**Instructions to follow:**
Copy the entries below word for word, keeping every line and character unchanged.
## begin
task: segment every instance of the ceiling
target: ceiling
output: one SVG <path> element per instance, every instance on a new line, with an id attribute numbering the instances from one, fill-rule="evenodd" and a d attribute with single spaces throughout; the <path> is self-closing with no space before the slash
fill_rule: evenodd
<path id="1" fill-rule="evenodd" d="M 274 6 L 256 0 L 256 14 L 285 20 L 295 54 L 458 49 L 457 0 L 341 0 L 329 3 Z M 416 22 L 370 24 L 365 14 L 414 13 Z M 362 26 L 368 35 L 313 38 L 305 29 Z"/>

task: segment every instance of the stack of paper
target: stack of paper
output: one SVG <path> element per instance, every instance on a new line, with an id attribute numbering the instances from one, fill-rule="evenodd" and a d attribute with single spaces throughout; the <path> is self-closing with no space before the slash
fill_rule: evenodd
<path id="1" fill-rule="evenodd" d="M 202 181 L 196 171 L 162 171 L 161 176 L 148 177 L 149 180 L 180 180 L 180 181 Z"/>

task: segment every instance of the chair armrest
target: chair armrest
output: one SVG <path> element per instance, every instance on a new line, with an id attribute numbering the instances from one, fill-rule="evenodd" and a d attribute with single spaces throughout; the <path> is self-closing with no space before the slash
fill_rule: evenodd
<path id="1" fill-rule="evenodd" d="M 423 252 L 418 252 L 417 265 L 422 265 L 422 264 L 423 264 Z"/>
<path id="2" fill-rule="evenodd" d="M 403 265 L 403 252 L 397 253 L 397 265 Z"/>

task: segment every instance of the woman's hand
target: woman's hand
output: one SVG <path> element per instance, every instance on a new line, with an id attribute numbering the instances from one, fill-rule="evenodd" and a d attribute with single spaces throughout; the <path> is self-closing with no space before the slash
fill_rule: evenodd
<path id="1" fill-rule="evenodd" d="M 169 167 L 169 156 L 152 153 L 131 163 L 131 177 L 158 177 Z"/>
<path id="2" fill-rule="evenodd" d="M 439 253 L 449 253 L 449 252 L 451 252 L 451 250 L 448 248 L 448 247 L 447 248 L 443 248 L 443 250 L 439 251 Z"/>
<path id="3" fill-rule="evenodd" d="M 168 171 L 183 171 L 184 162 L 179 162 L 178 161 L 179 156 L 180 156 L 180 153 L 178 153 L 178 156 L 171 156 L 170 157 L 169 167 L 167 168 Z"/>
## end
**Output for this task:**
task: segment every instance of the ceiling
target: ceiling
output: one SVG <path> element per instance, every instance on a new line, with an id attribute numbering the instances from one, fill-rule="evenodd" and a d attribute with single spaces throughout; the <path> is self-closing with no space before the slash
fill_rule: evenodd
<path id="1" fill-rule="evenodd" d="M 274 6 L 256 0 L 256 14 L 285 20 L 295 54 L 458 49 L 457 0 L 341 0 L 329 3 Z M 416 22 L 370 24 L 365 14 L 414 13 Z M 362 26 L 368 35 L 313 38 L 305 29 Z"/>

task: segment every instance of the stack of paper
target: stack of paper
output: one SVG <path> element per instance, every instance on a new line, with an id attribute numbering the instances from one, fill-rule="evenodd" and a d attribute with single spaces throughout; the <path> is self-closing with no space before the slash
fill_rule: evenodd
<path id="1" fill-rule="evenodd" d="M 202 181 L 196 171 L 162 171 L 161 176 L 148 177 L 149 180 L 180 180 L 180 181 Z"/>

task: segment every instance of the chair armrest
target: chair armrest
output: one SVG <path> element per instance, every instance on a new line, with an id attribute numbering the instances from one, fill-rule="evenodd" and a d attribute with single spaces throughout; the <path> is self-closing with no space before the slash
fill_rule: evenodd
<path id="1" fill-rule="evenodd" d="M 423 252 L 418 252 L 417 265 L 422 265 L 422 264 L 423 264 Z"/>
<path id="2" fill-rule="evenodd" d="M 403 265 L 403 252 L 397 253 L 397 265 Z"/>

task: segment every instance of the woman's hand
target: woman's hand
output: one SVG <path> element per instance, every instance on a new line, with an id attribute numbering the instances from one, fill-rule="evenodd" and a d attribute with single spaces throughout; the <path> is self-closing with no space before the slash
fill_rule: evenodd
<path id="1" fill-rule="evenodd" d="M 169 167 L 169 156 L 152 153 L 131 163 L 131 177 L 158 177 Z"/>
<path id="2" fill-rule="evenodd" d="M 439 253 L 449 253 L 449 252 L 451 252 L 451 250 L 448 248 L 448 247 L 447 248 L 443 248 L 443 250 L 439 251 Z"/>
<path id="3" fill-rule="evenodd" d="M 168 171 L 183 171 L 184 162 L 179 162 L 178 161 L 179 156 L 180 156 L 180 153 L 178 153 L 178 156 L 171 156 L 170 157 L 169 167 L 167 168 Z"/>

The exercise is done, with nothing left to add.